## WORK TO BE COMPLETED
Could you retype the records word for word but without any pictures?

── THE RECORDS

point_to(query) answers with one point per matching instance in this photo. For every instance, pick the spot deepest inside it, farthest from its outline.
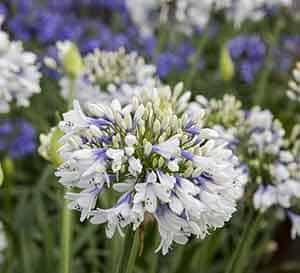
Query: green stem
(266, 72)
(238, 260)
(71, 95)
(66, 237)
(66, 233)
(155, 256)
(207, 251)
(129, 253)
(194, 66)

────

## SOLUTION BELOW
point_to(query) answers with one point per matching instance in this photo. For every instance, pick the spot deepest inside it, farthest from its outline.
Query: green stem
(266, 72)
(238, 260)
(71, 95)
(66, 237)
(66, 233)
(155, 256)
(207, 251)
(129, 253)
(194, 66)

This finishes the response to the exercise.